Copy each of the following rows word for word, without changing anything.

## SUPPLIED ENTRIES
# # # #

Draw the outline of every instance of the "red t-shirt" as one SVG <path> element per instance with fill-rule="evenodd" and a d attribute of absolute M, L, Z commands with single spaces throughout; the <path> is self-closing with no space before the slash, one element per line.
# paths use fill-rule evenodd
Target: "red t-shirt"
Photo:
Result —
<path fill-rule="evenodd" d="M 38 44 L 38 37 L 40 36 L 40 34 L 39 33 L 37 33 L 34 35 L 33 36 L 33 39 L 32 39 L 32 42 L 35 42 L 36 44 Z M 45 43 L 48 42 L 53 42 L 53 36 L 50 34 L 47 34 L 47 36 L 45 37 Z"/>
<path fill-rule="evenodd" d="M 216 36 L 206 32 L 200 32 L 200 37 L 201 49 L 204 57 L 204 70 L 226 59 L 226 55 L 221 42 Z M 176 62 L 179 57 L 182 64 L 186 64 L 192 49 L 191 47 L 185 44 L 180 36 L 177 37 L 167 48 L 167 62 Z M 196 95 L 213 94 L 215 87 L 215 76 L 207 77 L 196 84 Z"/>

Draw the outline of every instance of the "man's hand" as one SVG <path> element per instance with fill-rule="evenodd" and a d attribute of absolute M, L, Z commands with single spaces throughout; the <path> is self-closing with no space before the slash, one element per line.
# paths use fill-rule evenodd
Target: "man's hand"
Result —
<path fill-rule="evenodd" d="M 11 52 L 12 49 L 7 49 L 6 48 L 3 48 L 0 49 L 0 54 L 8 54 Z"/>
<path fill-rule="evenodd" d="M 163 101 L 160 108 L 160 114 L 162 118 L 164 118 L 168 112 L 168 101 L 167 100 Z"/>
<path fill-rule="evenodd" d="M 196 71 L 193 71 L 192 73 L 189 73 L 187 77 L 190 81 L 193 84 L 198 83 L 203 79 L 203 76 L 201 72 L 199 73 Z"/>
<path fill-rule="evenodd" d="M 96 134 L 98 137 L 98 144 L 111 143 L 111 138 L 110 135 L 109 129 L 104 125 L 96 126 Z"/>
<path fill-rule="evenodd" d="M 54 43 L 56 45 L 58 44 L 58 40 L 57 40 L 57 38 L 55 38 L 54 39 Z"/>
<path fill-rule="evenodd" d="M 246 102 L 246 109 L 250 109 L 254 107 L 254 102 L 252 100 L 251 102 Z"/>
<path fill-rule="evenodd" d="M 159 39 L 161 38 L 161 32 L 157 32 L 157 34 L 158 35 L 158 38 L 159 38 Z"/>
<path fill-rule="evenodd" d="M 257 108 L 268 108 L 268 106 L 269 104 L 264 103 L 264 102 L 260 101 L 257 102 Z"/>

# # # #

## RESULT
Draw the outline of every instance of the "red t-shirt" as one SVG <path> element per instance with fill-rule="evenodd" and a d attribute of absolute M, L, Z commands with single spaces throughout; the <path> is self-closing with no space before the slash, one element per line.
# paths use fill-rule evenodd
Target: "red t-shirt"
Photo:
Result —
<path fill-rule="evenodd" d="M 38 44 L 38 37 L 40 36 L 40 34 L 39 33 L 37 33 L 34 35 L 33 36 L 33 39 L 32 39 L 32 42 L 35 42 L 36 44 Z M 45 43 L 48 42 L 53 42 L 53 36 L 50 34 L 47 34 L 47 36 L 45 37 Z"/>
<path fill-rule="evenodd" d="M 216 36 L 206 32 L 200 32 L 200 37 L 201 49 L 204 57 L 204 70 L 226 59 L 226 55 L 221 42 Z M 176 62 L 179 57 L 182 64 L 186 64 L 192 49 L 191 47 L 185 44 L 180 36 L 177 37 L 167 48 L 167 62 Z M 196 95 L 213 94 L 215 87 L 215 76 L 207 77 L 196 84 Z"/>

Draw the outline of every instance of the "man's hand" as one SVG <path> element per instance with fill-rule="evenodd" and a d attribute of absolute M, L, Z commands with single spaces throughout; the <path> is self-closing with no space before the slash, one element per line.
# paths use fill-rule evenodd
Target: "man's hand"
Result —
<path fill-rule="evenodd" d="M 11 52 L 12 49 L 7 49 L 6 48 L 3 48 L 0 49 L 0 54 L 8 54 Z"/>
<path fill-rule="evenodd" d="M 163 101 L 160 108 L 160 114 L 162 118 L 164 118 L 168 112 L 168 101 L 167 100 Z"/>
<path fill-rule="evenodd" d="M 196 71 L 193 71 L 192 73 L 189 73 L 187 77 L 190 81 L 193 84 L 198 83 L 203 79 L 203 76 L 201 72 L 199 73 Z"/>
<path fill-rule="evenodd" d="M 96 134 L 98 137 L 98 144 L 111 143 L 111 138 L 110 135 L 109 129 L 104 125 L 96 126 Z"/>
<path fill-rule="evenodd" d="M 54 43 L 56 45 L 58 44 L 58 40 L 57 40 L 57 38 L 55 38 L 54 39 Z"/>
<path fill-rule="evenodd" d="M 246 102 L 246 109 L 250 109 L 254 107 L 254 102 L 252 100 L 251 102 Z"/>
<path fill-rule="evenodd" d="M 159 39 L 161 38 L 161 32 L 157 32 L 157 34 L 158 35 L 158 38 L 159 38 Z"/>
<path fill-rule="evenodd" d="M 257 108 L 268 108 L 268 106 L 269 104 L 264 103 L 264 102 L 260 101 L 257 102 Z"/>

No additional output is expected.